__Entries shown__.
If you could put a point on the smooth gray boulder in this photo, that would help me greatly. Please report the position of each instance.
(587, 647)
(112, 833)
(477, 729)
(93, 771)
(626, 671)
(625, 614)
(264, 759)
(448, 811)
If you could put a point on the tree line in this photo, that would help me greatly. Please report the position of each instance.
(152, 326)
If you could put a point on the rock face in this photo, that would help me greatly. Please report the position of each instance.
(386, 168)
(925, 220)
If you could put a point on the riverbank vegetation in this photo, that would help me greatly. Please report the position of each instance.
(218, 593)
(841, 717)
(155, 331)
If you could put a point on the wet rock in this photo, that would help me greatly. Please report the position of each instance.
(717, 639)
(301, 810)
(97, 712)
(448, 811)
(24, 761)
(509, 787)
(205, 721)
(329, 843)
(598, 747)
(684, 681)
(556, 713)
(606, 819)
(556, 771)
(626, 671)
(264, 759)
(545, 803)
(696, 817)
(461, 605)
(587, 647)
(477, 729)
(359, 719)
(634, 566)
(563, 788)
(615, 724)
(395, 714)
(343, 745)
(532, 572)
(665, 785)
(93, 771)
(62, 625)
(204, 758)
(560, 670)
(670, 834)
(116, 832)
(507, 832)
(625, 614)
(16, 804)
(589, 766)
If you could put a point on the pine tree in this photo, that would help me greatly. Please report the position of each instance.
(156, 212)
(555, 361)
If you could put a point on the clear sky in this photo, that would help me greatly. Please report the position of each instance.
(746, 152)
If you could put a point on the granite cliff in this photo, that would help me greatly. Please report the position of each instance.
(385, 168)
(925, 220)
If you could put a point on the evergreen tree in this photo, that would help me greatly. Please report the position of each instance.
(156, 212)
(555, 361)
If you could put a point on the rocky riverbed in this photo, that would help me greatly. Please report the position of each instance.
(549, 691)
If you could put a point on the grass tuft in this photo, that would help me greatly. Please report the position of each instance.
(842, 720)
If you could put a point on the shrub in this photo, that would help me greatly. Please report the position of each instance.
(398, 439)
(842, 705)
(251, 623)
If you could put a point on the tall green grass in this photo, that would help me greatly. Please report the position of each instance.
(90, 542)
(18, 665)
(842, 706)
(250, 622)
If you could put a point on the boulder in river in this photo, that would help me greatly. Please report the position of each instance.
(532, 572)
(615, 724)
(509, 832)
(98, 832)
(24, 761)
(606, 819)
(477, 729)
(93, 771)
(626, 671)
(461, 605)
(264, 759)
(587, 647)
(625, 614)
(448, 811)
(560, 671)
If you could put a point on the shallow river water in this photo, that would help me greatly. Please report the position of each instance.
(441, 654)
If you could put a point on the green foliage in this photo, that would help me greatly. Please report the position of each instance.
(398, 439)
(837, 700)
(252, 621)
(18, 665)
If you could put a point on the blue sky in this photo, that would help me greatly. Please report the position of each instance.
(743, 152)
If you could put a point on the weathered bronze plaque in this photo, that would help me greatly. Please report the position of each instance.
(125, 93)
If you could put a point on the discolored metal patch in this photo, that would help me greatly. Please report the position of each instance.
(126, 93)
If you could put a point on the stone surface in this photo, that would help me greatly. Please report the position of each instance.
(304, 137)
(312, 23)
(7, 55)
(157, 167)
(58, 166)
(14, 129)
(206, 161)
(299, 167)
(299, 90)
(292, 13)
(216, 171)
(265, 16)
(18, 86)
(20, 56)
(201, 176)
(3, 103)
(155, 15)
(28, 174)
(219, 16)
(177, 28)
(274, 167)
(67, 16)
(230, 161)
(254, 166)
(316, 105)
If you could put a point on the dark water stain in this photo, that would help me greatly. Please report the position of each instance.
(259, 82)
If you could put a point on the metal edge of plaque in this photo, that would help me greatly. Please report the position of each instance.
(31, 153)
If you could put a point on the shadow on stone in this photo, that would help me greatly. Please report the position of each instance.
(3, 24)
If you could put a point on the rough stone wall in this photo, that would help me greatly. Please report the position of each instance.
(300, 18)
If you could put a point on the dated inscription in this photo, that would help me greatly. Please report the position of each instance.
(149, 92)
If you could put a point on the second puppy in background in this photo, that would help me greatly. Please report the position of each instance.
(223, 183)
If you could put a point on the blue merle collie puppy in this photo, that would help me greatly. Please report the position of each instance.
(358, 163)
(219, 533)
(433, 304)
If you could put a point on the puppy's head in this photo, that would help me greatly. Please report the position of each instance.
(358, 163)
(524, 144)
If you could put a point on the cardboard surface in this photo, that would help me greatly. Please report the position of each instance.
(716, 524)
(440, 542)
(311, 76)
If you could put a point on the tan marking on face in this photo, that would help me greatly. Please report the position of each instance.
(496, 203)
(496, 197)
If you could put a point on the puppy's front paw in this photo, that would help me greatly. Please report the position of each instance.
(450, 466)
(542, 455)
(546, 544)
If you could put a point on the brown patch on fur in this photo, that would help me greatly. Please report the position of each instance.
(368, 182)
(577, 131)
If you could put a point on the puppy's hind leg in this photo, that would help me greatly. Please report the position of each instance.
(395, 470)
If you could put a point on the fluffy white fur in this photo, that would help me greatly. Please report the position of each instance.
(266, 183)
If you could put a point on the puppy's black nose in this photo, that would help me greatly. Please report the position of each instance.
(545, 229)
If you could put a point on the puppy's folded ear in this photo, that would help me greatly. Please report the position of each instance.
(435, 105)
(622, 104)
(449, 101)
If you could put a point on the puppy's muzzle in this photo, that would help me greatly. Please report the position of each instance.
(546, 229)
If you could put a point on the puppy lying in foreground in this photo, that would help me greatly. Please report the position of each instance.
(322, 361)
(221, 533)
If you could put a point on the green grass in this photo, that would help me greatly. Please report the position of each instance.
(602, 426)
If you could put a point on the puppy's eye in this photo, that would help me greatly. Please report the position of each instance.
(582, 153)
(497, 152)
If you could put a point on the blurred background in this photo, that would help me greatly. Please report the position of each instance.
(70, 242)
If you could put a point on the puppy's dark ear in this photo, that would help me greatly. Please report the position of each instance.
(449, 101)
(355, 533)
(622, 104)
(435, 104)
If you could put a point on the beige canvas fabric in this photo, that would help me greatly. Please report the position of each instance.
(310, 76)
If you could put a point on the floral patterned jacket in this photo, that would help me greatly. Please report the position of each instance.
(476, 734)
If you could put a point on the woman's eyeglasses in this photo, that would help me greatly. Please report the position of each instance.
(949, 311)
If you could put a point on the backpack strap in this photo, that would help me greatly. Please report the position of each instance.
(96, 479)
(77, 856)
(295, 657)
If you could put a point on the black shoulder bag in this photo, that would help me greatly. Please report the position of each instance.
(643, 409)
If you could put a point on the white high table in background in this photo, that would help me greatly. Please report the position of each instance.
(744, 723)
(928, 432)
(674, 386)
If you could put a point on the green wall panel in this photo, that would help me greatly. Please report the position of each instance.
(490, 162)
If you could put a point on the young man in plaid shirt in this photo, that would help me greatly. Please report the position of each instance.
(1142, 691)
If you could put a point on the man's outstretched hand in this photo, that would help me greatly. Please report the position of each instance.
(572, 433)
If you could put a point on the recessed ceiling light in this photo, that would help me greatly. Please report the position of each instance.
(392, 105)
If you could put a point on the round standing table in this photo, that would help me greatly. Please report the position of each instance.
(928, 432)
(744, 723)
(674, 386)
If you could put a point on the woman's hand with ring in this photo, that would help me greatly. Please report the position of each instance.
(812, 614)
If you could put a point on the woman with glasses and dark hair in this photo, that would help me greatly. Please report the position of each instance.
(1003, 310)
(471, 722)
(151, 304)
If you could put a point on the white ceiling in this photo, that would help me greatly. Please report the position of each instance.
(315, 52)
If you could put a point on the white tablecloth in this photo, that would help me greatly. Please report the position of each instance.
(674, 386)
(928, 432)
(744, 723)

__Exercise brief__.
Could you copy out every record above exactly as it appears?

__Response area__.
If you could put a point on the smooth gray boulder in this photo, that would help me greatly. Please report the position of each instance.
(587, 647)
(112, 833)
(477, 729)
(93, 771)
(626, 671)
(625, 614)
(264, 759)
(448, 811)
If you could put a point on the tree line in this photo, that would help me greatly. Please report the position of each instance.
(152, 326)
If you could put a point on the rock face in this photo, that would help me greatly. Please report the position of each instance.
(386, 168)
(925, 220)
If you could put a point on the riverbank vegetation in this photo, that would help me greatly. Please report the position of each instance.
(218, 593)
(841, 717)
(155, 331)
If you could put a point on the wet rock in this photo, that would help me greatly. Please report the position of each instance.
(717, 639)
(301, 810)
(97, 712)
(448, 811)
(24, 761)
(509, 787)
(205, 721)
(329, 843)
(598, 747)
(684, 681)
(556, 713)
(606, 819)
(556, 771)
(626, 671)
(264, 759)
(545, 803)
(696, 817)
(461, 605)
(587, 647)
(477, 729)
(359, 719)
(634, 566)
(563, 788)
(615, 724)
(395, 714)
(343, 745)
(532, 572)
(665, 785)
(93, 771)
(62, 625)
(204, 758)
(560, 670)
(670, 834)
(116, 832)
(507, 832)
(625, 614)
(16, 804)
(589, 766)
If you could put a point on the pine tree in this photo, that would help me greatly. Please report the position of each instance.
(156, 212)
(555, 361)
If you could put a point on the clear sky in this photo, that would help me greatly. Please report the position of each instance.
(746, 152)
If you could put a point on the granite cliff in this photo, that would help me greatly. Please report the position of each instance.
(385, 168)
(925, 220)
If you could put a point on the evergreen tree in this photo, that would help me greatly. Please report the position of each instance.
(156, 212)
(555, 361)
If you could put a point on the rocky riverbed in this photo, that would help me greatly. Please report the position of each instance.
(549, 691)
If you could put a point on the grass tuft in this photo, that would help me greatly. Please report the position of each instance.
(842, 720)
If you could put a point on the shrub in this photo, that would help me greatly. Please report the position of each instance.
(398, 439)
(842, 705)
(251, 623)
If you could put a point on the tall green grass in this photo, that would help me greatly. Please report the position of each instance.
(90, 542)
(18, 665)
(842, 706)
(250, 622)
If you could put a point on the boulder in river in this photo, that would help me greatly. Please report the position of each instance.
(532, 572)
(615, 724)
(509, 832)
(98, 832)
(24, 761)
(606, 819)
(477, 729)
(93, 771)
(626, 671)
(461, 605)
(264, 759)
(587, 647)
(625, 614)
(448, 811)
(560, 671)
If you could put a point on the shallow river water in this photo, that would help me greatly. Please report the position of each instance.
(441, 654)
If you could put a point on the green foliage in this photo, that would help me greatly. Please report the position of each instance.
(398, 439)
(837, 700)
(252, 621)
(18, 665)
If you could put a point on the blue sky in this photo, that would help me greatly. Please report the position of each instance.
(743, 152)
If you could put a point on the weathered bronze plaque in this photo, that would help me greatly. Please report the position of each instance.
(125, 93)
If you could put a point on the discolored metal patch in this photo, that would help me greatly. Please report the position of each instance.
(126, 93)
If you could put a point on the stone surface in this photo, that would help me greatly. Please report the position of each instance.
(304, 137)
(312, 23)
(7, 55)
(157, 167)
(58, 166)
(14, 129)
(206, 161)
(299, 167)
(299, 90)
(292, 13)
(216, 171)
(265, 16)
(18, 86)
(20, 56)
(201, 176)
(3, 103)
(155, 15)
(28, 174)
(219, 16)
(177, 28)
(274, 167)
(67, 16)
(230, 161)
(254, 166)
(316, 105)
If you could put a point on the dark water stain in this photo, that would help me greatly. Please report the position of each instance.
(259, 82)
If you could put a point on the metal edge of plaque in this photo, that would help me greatly. Please report the position of each instance.
(31, 153)
If you could put a point on the shadow on stone in this photo, that would help me greatly. Please report the position of each instance.
(3, 24)
If you could put a point on the rough stone wall in this photo, that would help me greatly. Please report the position of each instance.
(300, 18)
If you could put a point on the dated inscription in this photo, that would help me greatly. Please report the position of each instance.
(149, 92)
If you could put a point on the second puppy in background in this photo, that would help me greatly. Please report the position of each instance.
(223, 183)
If you could put a point on the blue merle collie puppy in this photo, that would help me greatly. Please report the position of each instance.
(358, 163)
(219, 533)
(433, 304)
If you could put a point on the puppy's head in this photo, that would help me greatly. Please report the position of each instance.
(358, 163)
(524, 144)
If you could put a point on the cardboard surface in this photo, that would help me greatly. Please report the position of each instance.
(716, 524)
(440, 542)
(311, 76)
If you could put a point on the tan marking on face in this photo, that would help me greatly. Please report the position of each instance.
(496, 203)
(496, 197)
If you could put a point on the puppy's front paw in this photo, that would help me greatly. Please report the position of each instance.
(450, 466)
(542, 455)
(546, 544)
If you could put a point on the brown patch on fur in this photo, that would help me greatly. Please report the position of each instance.
(368, 182)
(577, 131)
If you could put a point on the puppy's hind leg in this photo, that would help me greatly. Please report the position of each instance.
(395, 470)
If you could put a point on the fluffy white fur in this photo, that would help me greatly. Please report the position of each instance.
(266, 183)
If you could put a point on the puppy's black nose in this photo, that would help me greatly. Please report the position of each instance.
(545, 229)
If you could put a point on the puppy's folded ear in this photo, that would help me greatly. Please report the position of each instance.
(435, 105)
(622, 104)
(449, 101)
If you could put a point on the puppy's muzzle in this photo, that would help me greatly. Please report the position of each instance.
(546, 229)
If you could put a point on the puppy lying in foreground in this photo, that would help me greatly. Please report the position of each instance.
(322, 361)
(221, 533)
If you could put a point on the green grass in this photo, that would help me greatly. Please report the position of each instance.
(602, 426)
If you could put a point on the puppy's eye in this photo, that would help me greatly. Please report the position of each instance.
(582, 153)
(497, 152)
If you could put a point on the blurred background in this photo, that would help me greatly. Please report the position of each instance.
(70, 242)
If you could put a point on the puppy's dark ear in this photo, that would help me greatly. Please report the position of each instance.
(449, 101)
(355, 533)
(622, 104)
(435, 104)
If you could put a point on the beige canvas fabric in this photo, that would help me greatly. Please report the position of each instance.
(310, 76)
If you could put a point on the floral patterned jacket in this photo, that would help me greatly. Please report the position of each instance.
(476, 734)
If you could put a point on the woman's eyeglasses in this photo, that would help me greatly. Please report the position of each instance.
(949, 311)
If you could put a point on the backpack strap in this photo, that would help me greatly. Please report the position of each instance.
(96, 479)
(77, 856)
(295, 657)
If you could put a point on the black shoulder bag in this photo, that would help me greatly. Please report the position of each instance.
(643, 409)
If you could put a point on the white high table in background in this photo, that would help me greatly. Please report the position of each instance.
(744, 723)
(928, 432)
(674, 386)
If you could put a point on the green wall panel in this photo, that would help me greatly. Please report the position of each instance.
(490, 162)
If you could put a point on the young man in plaid shirt in this photo, that would help me greatly. Please report the position of each instance.
(1142, 691)
If you could put a point on the man's outstretched hand in this photo, that would help me greatly. Please report the position of each instance.
(572, 433)
If you could put a point on the recessed ceiling light in this photo, that would help me greatly. Please report the position of each instance.
(392, 105)
If you could put a point on the round standing table in this photo, that would help me greatly. Please report the position of each instance.
(928, 432)
(744, 723)
(674, 386)
If you could put a point on the woman's hand with ring in this photo, that would help me greatly. Please report the position of each instance.
(812, 614)
If you could put a point on the woman with glasses and dark hair in this photo, that would help me greatly. Please report the position of each instance.
(1003, 310)
(471, 722)
(151, 304)
If you could put a point on the white ceiling in this photo, that would help me greatly. Please report the position of each instance.
(315, 52)
If you could put a point on the white tablecloth in this photo, that would help me greatly. Please report the position of each instance.
(674, 386)
(928, 432)
(744, 723)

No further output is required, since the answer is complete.